### Request
Pick out every line of the records below that contains the string "base", and copy each of those lines; case counts.

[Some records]
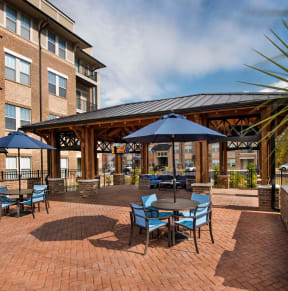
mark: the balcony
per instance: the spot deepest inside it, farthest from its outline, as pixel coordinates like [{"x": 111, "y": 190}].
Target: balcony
[{"x": 82, "y": 105}]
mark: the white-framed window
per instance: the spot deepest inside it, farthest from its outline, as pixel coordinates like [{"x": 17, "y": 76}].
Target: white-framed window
[
  {"x": 57, "y": 83},
  {"x": 51, "y": 42},
  {"x": 215, "y": 163},
  {"x": 56, "y": 44},
  {"x": 12, "y": 167},
  {"x": 162, "y": 154},
  {"x": 82, "y": 98},
  {"x": 215, "y": 147},
  {"x": 188, "y": 163},
  {"x": 10, "y": 67},
  {"x": 18, "y": 22},
  {"x": 231, "y": 163},
  {"x": 25, "y": 26},
  {"x": 17, "y": 69},
  {"x": 188, "y": 149},
  {"x": 176, "y": 148},
  {"x": 62, "y": 48},
  {"x": 52, "y": 116},
  {"x": 16, "y": 117},
  {"x": 11, "y": 19}
]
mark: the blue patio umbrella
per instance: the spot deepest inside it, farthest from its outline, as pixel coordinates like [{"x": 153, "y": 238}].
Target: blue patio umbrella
[
  {"x": 173, "y": 128},
  {"x": 19, "y": 140}
]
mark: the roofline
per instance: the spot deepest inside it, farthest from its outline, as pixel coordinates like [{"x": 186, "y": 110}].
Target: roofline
[
  {"x": 92, "y": 57},
  {"x": 183, "y": 111},
  {"x": 60, "y": 11},
  {"x": 57, "y": 23}
]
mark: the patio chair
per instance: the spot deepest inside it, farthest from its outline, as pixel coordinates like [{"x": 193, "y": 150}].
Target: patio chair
[
  {"x": 139, "y": 217},
  {"x": 153, "y": 212},
  {"x": 201, "y": 216},
  {"x": 39, "y": 195},
  {"x": 5, "y": 201}
]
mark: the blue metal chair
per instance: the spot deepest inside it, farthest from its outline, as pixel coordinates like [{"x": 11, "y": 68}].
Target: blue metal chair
[
  {"x": 5, "y": 201},
  {"x": 202, "y": 215},
  {"x": 153, "y": 212},
  {"x": 139, "y": 217},
  {"x": 39, "y": 195}
]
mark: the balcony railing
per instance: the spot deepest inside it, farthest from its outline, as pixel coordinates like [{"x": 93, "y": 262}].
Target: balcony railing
[
  {"x": 87, "y": 72},
  {"x": 83, "y": 105}
]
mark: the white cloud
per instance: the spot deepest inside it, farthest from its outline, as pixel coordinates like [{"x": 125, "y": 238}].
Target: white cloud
[
  {"x": 279, "y": 84},
  {"x": 146, "y": 48}
]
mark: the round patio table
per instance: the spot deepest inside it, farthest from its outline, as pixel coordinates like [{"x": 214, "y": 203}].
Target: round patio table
[{"x": 180, "y": 204}]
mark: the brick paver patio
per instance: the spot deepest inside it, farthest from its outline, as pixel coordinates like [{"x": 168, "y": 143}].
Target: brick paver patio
[{"x": 83, "y": 245}]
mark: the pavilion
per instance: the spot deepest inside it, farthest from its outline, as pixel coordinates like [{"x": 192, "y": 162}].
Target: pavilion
[{"x": 229, "y": 113}]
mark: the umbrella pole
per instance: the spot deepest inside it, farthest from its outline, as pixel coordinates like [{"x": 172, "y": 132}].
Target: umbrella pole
[
  {"x": 174, "y": 169},
  {"x": 19, "y": 170}
]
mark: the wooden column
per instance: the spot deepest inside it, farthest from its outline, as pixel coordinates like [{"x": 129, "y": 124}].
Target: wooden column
[
  {"x": 265, "y": 149},
  {"x": 54, "y": 158},
  {"x": 223, "y": 158},
  {"x": 118, "y": 164},
  {"x": 144, "y": 158}
]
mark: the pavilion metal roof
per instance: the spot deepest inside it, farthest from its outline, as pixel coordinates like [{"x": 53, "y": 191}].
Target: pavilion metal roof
[{"x": 185, "y": 104}]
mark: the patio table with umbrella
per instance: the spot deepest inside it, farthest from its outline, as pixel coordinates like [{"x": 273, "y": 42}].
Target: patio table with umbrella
[
  {"x": 19, "y": 140},
  {"x": 173, "y": 128}
]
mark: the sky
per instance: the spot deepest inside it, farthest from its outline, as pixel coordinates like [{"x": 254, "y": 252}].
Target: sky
[{"x": 157, "y": 49}]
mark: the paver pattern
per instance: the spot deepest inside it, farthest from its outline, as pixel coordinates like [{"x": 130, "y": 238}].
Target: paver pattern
[{"x": 83, "y": 245}]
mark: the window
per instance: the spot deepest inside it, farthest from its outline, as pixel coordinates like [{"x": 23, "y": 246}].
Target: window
[
  {"x": 57, "y": 84},
  {"x": 10, "y": 117},
  {"x": 12, "y": 167},
  {"x": 52, "y": 116},
  {"x": 24, "y": 73},
  {"x": 51, "y": 42},
  {"x": 177, "y": 163},
  {"x": 62, "y": 87},
  {"x": 176, "y": 148},
  {"x": 188, "y": 149},
  {"x": 188, "y": 163},
  {"x": 52, "y": 82},
  {"x": 11, "y": 19},
  {"x": 215, "y": 147},
  {"x": 10, "y": 67},
  {"x": 16, "y": 117},
  {"x": 215, "y": 163},
  {"x": 62, "y": 48},
  {"x": 231, "y": 163},
  {"x": 24, "y": 116},
  {"x": 25, "y": 26},
  {"x": 16, "y": 69}
]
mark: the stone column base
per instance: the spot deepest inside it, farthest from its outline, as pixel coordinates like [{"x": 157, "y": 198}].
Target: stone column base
[
  {"x": 265, "y": 196},
  {"x": 118, "y": 179},
  {"x": 202, "y": 188},
  {"x": 223, "y": 181},
  {"x": 55, "y": 185},
  {"x": 284, "y": 205},
  {"x": 88, "y": 187}
]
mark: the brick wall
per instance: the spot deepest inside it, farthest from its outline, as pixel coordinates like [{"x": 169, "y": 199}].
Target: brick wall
[{"x": 284, "y": 205}]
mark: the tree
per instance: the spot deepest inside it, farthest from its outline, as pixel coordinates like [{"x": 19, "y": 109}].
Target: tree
[{"x": 281, "y": 75}]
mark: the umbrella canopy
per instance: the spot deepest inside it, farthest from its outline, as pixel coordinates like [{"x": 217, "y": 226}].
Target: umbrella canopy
[
  {"x": 173, "y": 127},
  {"x": 20, "y": 140},
  {"x": 170, "y": 128}
]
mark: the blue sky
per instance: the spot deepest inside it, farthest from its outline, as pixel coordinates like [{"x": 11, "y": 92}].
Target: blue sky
[{"x": 166, "y": 48}]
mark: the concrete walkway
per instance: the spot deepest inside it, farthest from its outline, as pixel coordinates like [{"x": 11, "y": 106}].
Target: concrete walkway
[{"x": 83, "y": 245}]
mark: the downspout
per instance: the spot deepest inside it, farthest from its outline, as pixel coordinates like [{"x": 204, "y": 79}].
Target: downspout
[{"x": 42, "y": 25}]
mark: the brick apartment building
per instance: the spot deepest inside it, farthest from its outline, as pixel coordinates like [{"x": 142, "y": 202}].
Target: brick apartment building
[{"x": 47, "y": 71}]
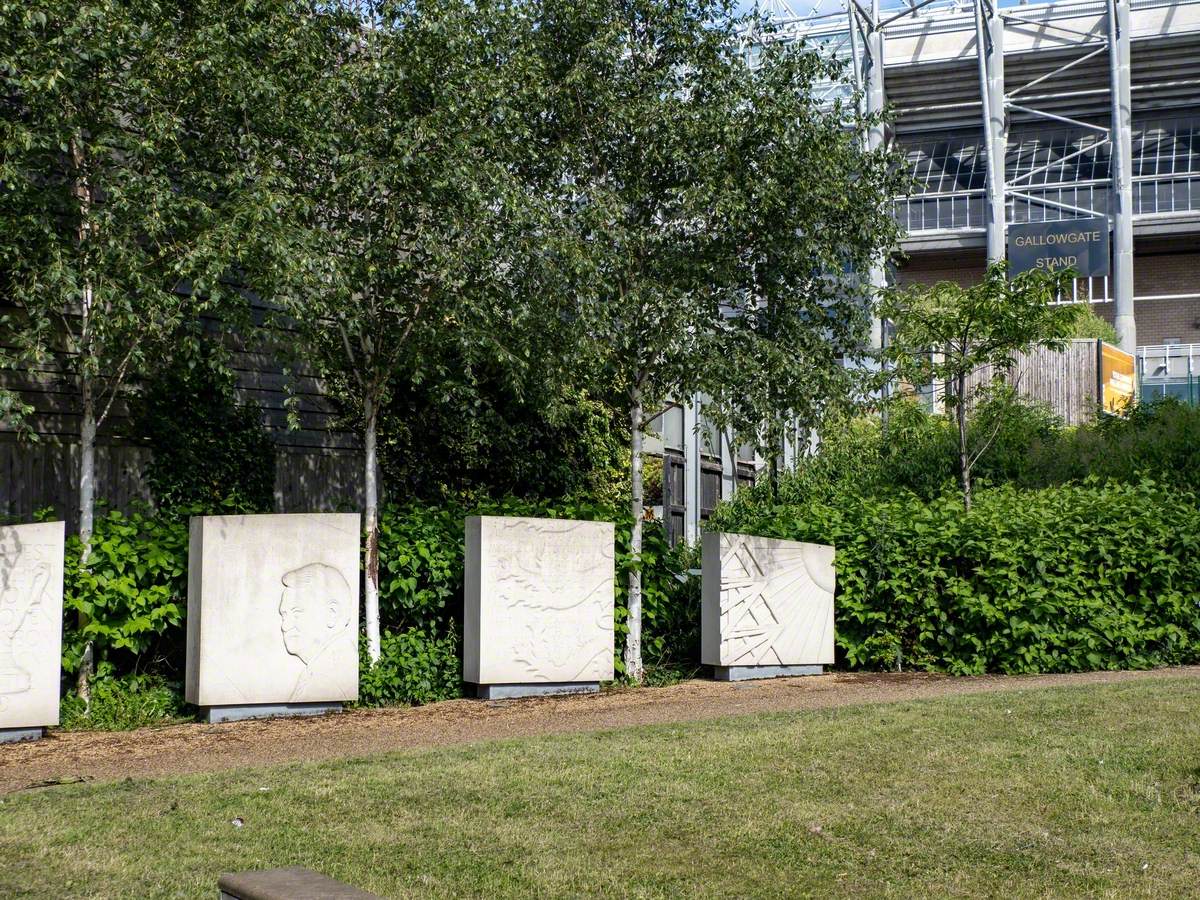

### Answer in full
mark: the stone column base
Target: stone column base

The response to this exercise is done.